━━ TEXT TO READ
Persons possessed of a freehold estate for life or lives in lands or tenements of the clear yearly value of £5.

Note.-Residence on the property is not required from freeholders. A freehold situate in a Parliamentary borough qualifies the owner for the county vote, unless it is in his own occupation. See also N.B. below.

=====Copyholders=====

Persons possessed of an estate for life or lives in land or tenements of copyhold or any other tenure of the clear yearly value of £5.

Note.-Residence on the property is not required from copyholders. A copyhold situate in a Parliamentary borough does not qualify the owner for the county vote if it would qualify him or any other person (i.e., his tenant) for the borough vote. See also N.B. below.

=====Leaseholders=====

Lessees, their assignees, and sub-lessees (if in actual occupation) of a term originally created for not less than 60 years, of the value of £5 per annum. Not less than 20 years of the value of £50 per annum.
━━━━
━━ RECORD EXTRACTS
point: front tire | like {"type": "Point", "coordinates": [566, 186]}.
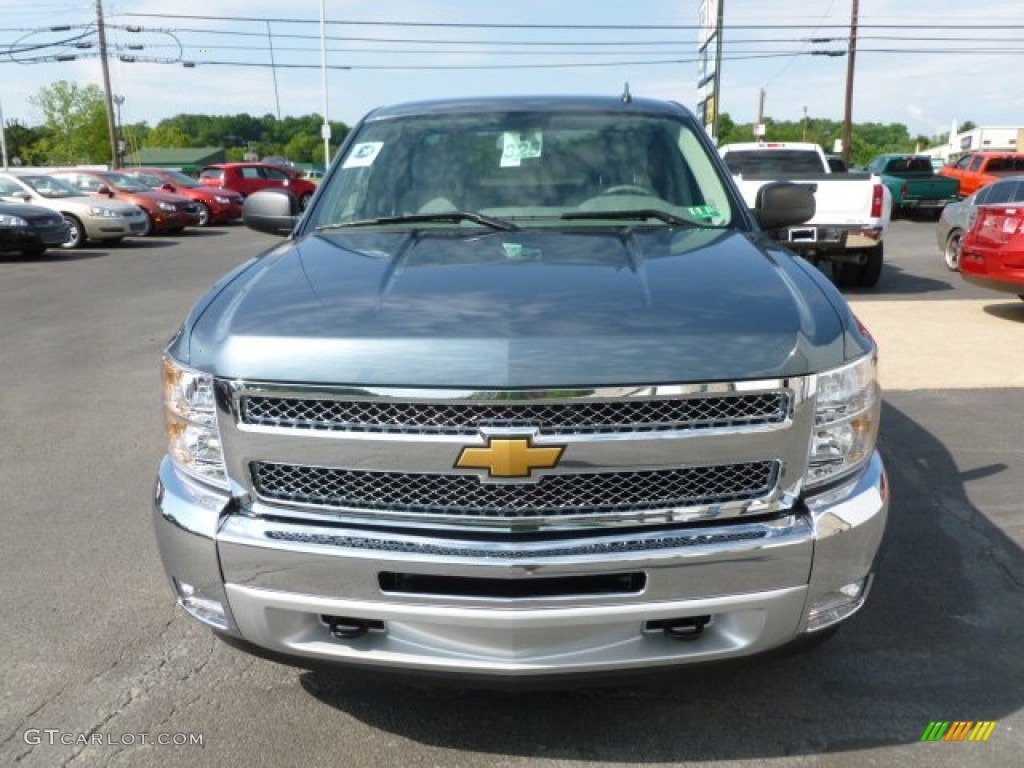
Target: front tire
{"type": "Point", "coordinates": [951, 252]}
{"type": "Point", "coordinates": [76, 233]}
{"type": "Point", "coordinates": [845, 274]}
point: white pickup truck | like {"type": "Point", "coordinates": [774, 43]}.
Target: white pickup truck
{"type": "Point", "coordinates": [852, 209]}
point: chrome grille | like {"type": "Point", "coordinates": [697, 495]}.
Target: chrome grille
{"type": "Point", "coordinates": [552, 497]}
{"type": "Point", "coordinates": [713, 412]}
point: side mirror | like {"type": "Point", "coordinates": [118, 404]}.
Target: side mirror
{"type": "Point", "coordinates": [782, 204]}
{"type": "Point", "coordinates": [271, 211]}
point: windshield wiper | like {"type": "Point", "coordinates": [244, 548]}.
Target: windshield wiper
{"type": "Point", "coordinates": [632, 215]}
{"type": "Point", "coordinates": [413, 218]}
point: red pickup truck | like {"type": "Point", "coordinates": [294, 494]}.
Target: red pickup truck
{"type": "Point", "coordinates": [981, 168]}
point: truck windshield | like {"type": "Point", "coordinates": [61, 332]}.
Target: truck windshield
{"type": "Point", "coordinates": [529, 168]}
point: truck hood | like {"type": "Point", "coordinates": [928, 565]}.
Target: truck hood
{"type": "Point", "coordinates": [519, 309]}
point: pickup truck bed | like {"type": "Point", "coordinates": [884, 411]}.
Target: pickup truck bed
{"type": "Point", "coordinates": [852, 209]}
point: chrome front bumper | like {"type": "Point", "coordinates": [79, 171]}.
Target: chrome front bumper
{"type": "Point", "coordinates": [270, 585]}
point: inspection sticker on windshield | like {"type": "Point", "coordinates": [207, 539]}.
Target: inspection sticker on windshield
{"type": "Point", "coordinates": [704, 212]}
{"type": "Point", "coordinates": [363, 155]}
{"type": "Point", "coordinates": [520, 146]}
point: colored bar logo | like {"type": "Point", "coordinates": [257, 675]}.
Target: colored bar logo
{"type": "Point", "coordinates": [958, 730]}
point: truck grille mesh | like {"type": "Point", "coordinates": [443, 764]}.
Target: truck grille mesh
{"type": "Point", "coordinates": [553, 496]}
{"type": "Point", "coordinates": [567, 418]}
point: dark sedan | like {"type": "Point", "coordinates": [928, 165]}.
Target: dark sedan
{"type": "Point", "coordinates": [31, 229]}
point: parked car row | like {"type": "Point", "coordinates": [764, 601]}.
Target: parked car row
{"type": "Point", "coordinates": [68, 208]}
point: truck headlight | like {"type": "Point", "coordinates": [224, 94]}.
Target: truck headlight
{"type": "Point", "coordinates": [846, 421]}
{"type": "Point", "coordinates": [193, 437]}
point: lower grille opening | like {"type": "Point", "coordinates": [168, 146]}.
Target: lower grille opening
{"type": "Point", "coordinates": [690, 628]}
{"type": "Point", "coordinates": [349, 628]}
{"type": "Point", "coordinates": [605, 584]}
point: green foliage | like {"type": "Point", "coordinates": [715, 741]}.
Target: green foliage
{"type": "Point", "coordinates": [75, 127]}
{"type": "Point", "coordinates": [167, 136]}
{"type": "Point", "coordinates": [298, 138]}
{"type": "Point", "coordinates": [23, 143]}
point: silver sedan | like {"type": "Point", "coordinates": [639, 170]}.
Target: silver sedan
{"type": "Point", "coordinates": [956, 218]}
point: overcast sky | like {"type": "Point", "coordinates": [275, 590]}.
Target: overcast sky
{"type": "Point", "coordinates": [925, 78]}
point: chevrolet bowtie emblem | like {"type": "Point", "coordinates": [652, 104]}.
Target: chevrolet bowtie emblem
{"type": "Point", "coordinates": [509, 457]}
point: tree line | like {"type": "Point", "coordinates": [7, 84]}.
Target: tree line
{"type": "Point", "coordinates": [75, 131]}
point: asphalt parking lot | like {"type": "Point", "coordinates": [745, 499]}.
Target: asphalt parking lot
{"type": "Point", "coordinates": [99, 667]}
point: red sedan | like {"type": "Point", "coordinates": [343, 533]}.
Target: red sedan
{"type": "Point", "coordinates": [164, 212]}
{"type": "Point", "coordinates": [214, 205]}
{"type": "Point", "coordinates": [246, 178]}
{"type": "Point", "coordinates": [992, 253]}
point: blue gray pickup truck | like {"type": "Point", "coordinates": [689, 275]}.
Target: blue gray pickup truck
{"type": "Point", "coordinates": [525, 391]}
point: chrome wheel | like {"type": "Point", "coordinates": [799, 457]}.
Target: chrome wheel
{"type": "Point", "coordinates": [76, 235]}
{"type": "Point", "coordinates": [951, 251]}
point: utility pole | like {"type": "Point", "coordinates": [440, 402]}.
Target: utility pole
{"type": "Point", "coordinates": [3, 139]}
{"type": "Point", "coordinates": [719, 25]}
{"type": "Point", "coordinates": [326, 128]}
{"type": "Point", "coordinates": [850, 58]}
{"type": "Point", "coordinates": [107, 85]}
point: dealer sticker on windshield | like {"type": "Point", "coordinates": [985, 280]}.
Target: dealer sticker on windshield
{"type": "Point", "coordinates": [704, 212]}
{"type": "Point", "coordinates": [363, 155]}
{"type": "Point", "coordinates": [520, 146]}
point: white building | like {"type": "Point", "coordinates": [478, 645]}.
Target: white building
{"type": "Point", "coordinates": [984, 138]}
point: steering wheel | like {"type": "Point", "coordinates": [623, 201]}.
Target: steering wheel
{"type": "Point", "coordinates": [629, 189]}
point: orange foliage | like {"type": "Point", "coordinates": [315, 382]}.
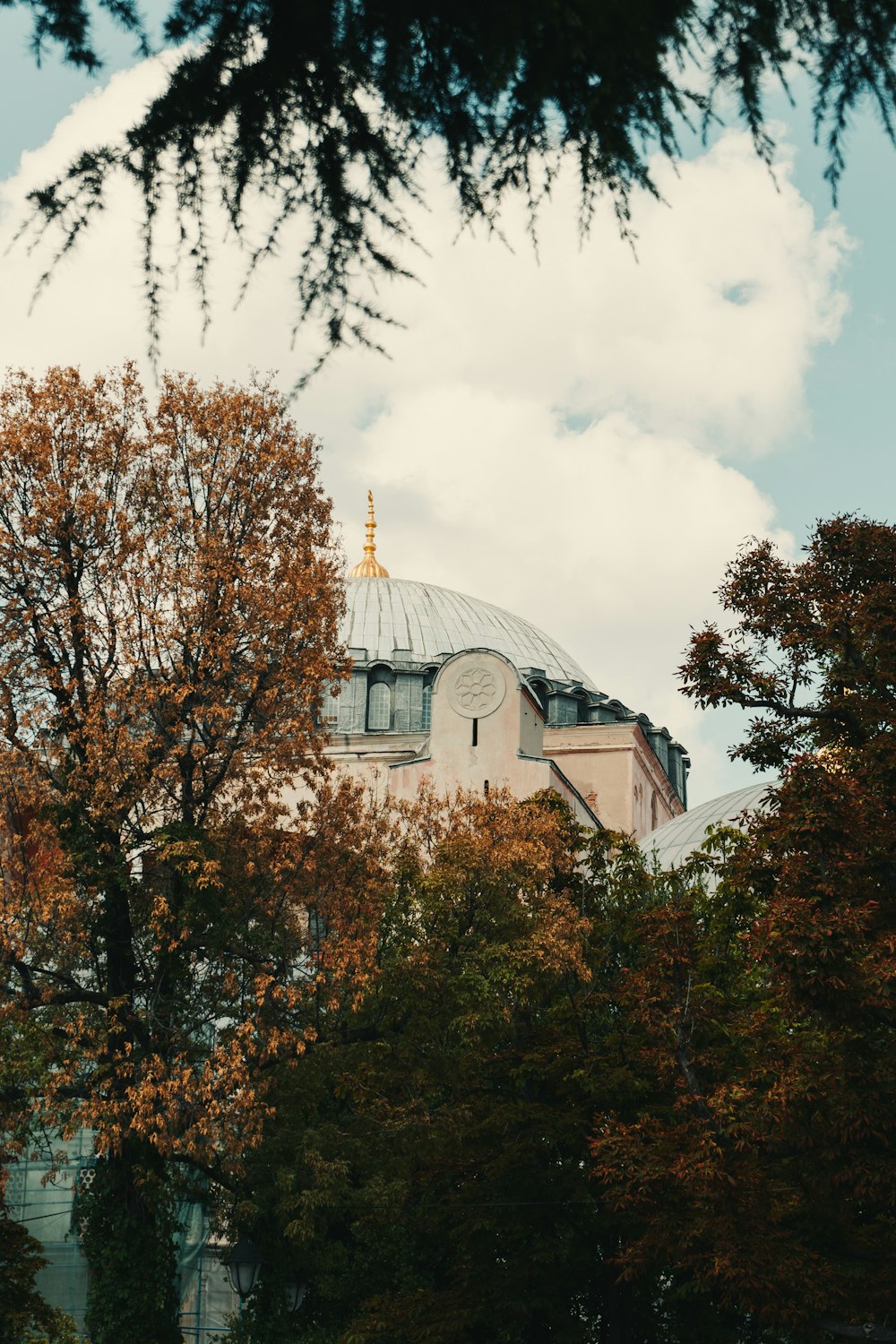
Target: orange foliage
{"type": "Point", "coordinates": [169, 607]}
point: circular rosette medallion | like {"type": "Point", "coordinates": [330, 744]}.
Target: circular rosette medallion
{"type": "Point", "coordinates": [477, 691]}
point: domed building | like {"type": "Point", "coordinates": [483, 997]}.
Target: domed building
{"type": "Point", "coordinates": [454, 691]}
{"type": "Point", "coordinates": [672, 843]}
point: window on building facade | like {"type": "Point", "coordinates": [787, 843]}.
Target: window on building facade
{"type": "Point", "coordinates": [378, 706]}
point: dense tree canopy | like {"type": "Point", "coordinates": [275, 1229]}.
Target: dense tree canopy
{"type": "Point", "coordinates": [323, 109]}
{"type": "Point", "coordinates": [763, 1164]}
{"type": "Point", "coordinates": [168, 618]}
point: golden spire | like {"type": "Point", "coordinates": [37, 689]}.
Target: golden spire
{"type": "Point", "coordinates": [370, 567]}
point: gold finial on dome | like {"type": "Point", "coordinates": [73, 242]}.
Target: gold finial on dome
{"type": "Point", "coordinates": [370, 567]}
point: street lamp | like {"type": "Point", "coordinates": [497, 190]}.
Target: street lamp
{"type": "Point", "coordinates": [244, 1265]}
{"type": "Point", "coordinates": [295, 1293]}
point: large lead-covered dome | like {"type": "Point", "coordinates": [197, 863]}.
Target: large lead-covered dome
{"type": "Point", "coordinates": [673, 841]}
{"type": "Point", "coordinates": [425, 623]}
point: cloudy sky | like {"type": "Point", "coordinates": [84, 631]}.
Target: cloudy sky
{"type": "Point", "coordinates": [583, 437]}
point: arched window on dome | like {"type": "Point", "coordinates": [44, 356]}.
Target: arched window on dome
{"type": "Point", "coordinates": [379, 707]}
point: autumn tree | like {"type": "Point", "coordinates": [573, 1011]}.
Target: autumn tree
{"type": "Point", "coordinates": [320, 113]}
{"type": "Point", "coordinates": [427, 1171]}
{"type": "Point", "coordinates": [168, 618]}
{"type": "Point", "coordinates": [764, 1163]}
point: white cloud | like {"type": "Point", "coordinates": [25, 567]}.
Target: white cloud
{"type": "Point", "coordinates": [548, 433]}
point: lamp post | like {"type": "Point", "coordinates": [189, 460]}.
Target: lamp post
{"type": "Point", "coordinates": [295, 1293]}
{"type": "Point", "coordinates": [244, 1266]}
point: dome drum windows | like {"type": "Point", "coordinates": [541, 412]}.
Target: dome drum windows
{"type": "Point", "coordinates": [379, 707]}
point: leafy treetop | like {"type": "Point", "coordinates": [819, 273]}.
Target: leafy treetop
{"type": "Point", "coordinates": [323, 112]}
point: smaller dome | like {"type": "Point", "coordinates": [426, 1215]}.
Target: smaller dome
{"type": "Point", "coordinates": [673, 841]}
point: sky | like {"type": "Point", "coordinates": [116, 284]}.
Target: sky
{"type": "Point", "coordinates": [584, 435]}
━━━━
**INSTRUCTION 1**:
How many lines in the records contain the string "dark", with case counting? Give only the number.
**INSTRUCTION 2**:
Can you extend the passage on voting qualifications, picking up right after its last sentence?
The records are unrelated to the passage on voting qualifications.

**REPLY 1**:
2

**REPLY 2**:
Note.-Residence on the property is not required from leaseholders. A leasehold situate in a Parliamentary borough does not qualify the owner for the county vote if it would qualify him or any other person (i.e., his tenant) for the borough vote. See also N.B. below.

N.B.-Joint Ownership. - One only of several joint owners can claim a vote, unless they have acquired the property by inheritance, marriage, or will, or are bona fide carrying on business thereon as partners, in which case all can claim votes if the value is sufficient.

Possession. - The claimant must have been in actual possession or in receipt of the rents and profits for his own use for 6 months (in the case of (c) leaseholders, 12 months) preceding 15 July, unless the property has been acquired by descent, marriage or will.

Rentcharge. - A rentcharge does not now qualify to vote, except the whole of the tithe rentcharge of a living; but a person registered before 1885 retains his vote.

Claims - Freeholders, Copyholders and Leaseholders in order to obtain a vote must, if not already registered, send in a notice of claim to the Overseers of the Parish in which the property is situated on or before 20 July.

====Occupation franchise====

=====£10 occupiers=====

The occupier as owner or tenant for 12 months preceding 15 July in any year of any land or tenement within the county of a clear yearly value of not less than £10.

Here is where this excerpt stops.